• **EXERCISE INSTRUCTIONS**:
Answer these questions about the "Rise Like The Phoenix" text:
1. How many employees were affected by the fire?
2. What word does the writer quote from a friend?
3. What name does Phase 2 give to the inventory of skills and experiences?

• **EXCERPT TO READ**:
Start of Block

Rise Like The Phoenix

A number of months ago, I learnt that my former place of employment was engulfed in flames. The massive fire destroyed the main locations of commerce thus providing a rude awakening to the over 350 employees. To make things a bit more concrete, and to help you visualize, the affected persons all belong to the hospitality sector. The business of trade is tourism and being in the heart of the city, was also a blow to the inventory of rooms available to the business community.

In the word of my friend…”wowzer“. An apt word when one is at a loss for words and one’s mind pushes quickly to what the future will now look like. Obviously, a range of emotions will hit, culminating with the challenge of what to do. I can imagine that all the obligations flood into view as you go from 0 to 100 in calculating the debts that will mount if you are unable to find a job.

We expect in our fluid world, that things will happen. People lose jobs everyday for a variety of reasons. But, our response is different when that job loss affects our own survival. The sense of anxiety increases even further when the engines of growth for an economy grinds slowly. Entrepreneurial efforts die as quickly as they are born and innovators are hesitant to commit already scare resources in such a fragile system.

The rollercoaster of emotions is nothing new. The fear of the unknown produces “fight and flight” emotions but eventually that feeling fades. What do you now do?

There is no need to panic. Easier said than done, right? This is the time when you put pen to paper and create a blue print to map your current situation and what avenues are available in the short to medium term. You may have a situation where your job loss could be for a minimum of six months to a much longer duration.

Again…do not panic. Regulate your breathing and begin to analyze your situation.

Phase 1

  • Define the reason for the job loss.
  • Is it as a result of an interruption of work processes which will be resolved in a short time or is it as a result of re-engineering or termination of business?
  • Make a list of all the financial obligations that must be met and rank in place of importance.
  • If you have dependents, you will need to discuss what has happened so each member will contribute to minimizing their expenses.
  • Approach state agencies to verify if there is an apparatus in place to assist displaced workers.

Phase 2

  • Create an inventory of your skills and experiences (Assets Bank). This will be used to re-engineer your resume. Building long term tenure in a job should have provided training opportunities. Take stock of them and how relevant they will be in other enterprises.

End of Block

• **EXTRACTED ENTRIES**:
Start of Block

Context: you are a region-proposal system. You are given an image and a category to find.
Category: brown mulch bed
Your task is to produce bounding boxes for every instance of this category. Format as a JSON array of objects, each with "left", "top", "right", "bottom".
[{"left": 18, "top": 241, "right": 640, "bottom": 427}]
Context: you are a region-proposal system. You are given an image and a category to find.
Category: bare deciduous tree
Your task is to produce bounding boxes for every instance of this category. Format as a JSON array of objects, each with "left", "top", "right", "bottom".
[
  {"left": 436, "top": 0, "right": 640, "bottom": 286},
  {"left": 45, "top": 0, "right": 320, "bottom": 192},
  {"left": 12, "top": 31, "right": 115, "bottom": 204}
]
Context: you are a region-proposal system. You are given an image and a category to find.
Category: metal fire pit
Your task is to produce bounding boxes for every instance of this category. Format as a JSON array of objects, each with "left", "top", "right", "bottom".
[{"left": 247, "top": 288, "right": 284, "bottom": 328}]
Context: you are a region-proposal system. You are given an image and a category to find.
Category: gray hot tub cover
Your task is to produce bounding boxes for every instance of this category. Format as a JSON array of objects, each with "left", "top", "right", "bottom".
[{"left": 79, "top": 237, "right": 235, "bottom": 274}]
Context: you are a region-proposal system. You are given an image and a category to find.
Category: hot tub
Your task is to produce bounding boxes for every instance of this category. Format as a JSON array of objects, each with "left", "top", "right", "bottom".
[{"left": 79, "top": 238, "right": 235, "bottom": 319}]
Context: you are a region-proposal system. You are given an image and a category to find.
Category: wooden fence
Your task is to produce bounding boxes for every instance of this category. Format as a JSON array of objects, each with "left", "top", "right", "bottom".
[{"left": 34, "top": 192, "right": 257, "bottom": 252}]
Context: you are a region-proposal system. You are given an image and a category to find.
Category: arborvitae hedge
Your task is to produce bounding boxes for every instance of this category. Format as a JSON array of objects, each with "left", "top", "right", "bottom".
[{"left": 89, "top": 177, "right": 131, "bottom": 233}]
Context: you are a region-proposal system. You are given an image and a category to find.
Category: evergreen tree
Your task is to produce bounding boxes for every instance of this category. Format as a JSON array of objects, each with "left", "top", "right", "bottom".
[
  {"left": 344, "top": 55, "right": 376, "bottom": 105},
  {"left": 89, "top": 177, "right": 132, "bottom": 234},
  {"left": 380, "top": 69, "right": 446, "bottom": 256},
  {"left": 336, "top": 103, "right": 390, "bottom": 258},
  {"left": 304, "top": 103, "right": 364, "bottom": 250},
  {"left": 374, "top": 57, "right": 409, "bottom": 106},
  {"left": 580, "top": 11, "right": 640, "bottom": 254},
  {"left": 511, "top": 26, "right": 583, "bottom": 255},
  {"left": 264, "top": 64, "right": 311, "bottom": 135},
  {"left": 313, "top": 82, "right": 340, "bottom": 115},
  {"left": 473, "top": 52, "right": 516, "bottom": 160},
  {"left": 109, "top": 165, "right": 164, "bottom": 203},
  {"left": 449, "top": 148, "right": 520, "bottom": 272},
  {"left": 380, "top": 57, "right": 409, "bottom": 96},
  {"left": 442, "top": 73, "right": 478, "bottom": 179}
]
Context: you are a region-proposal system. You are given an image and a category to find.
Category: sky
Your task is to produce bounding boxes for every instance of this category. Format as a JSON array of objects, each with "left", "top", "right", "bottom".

End of Block

• **WRITTEN ANSWER**:
1. Over 350 employees.
2. "Wowzer."
3. Assets Bank.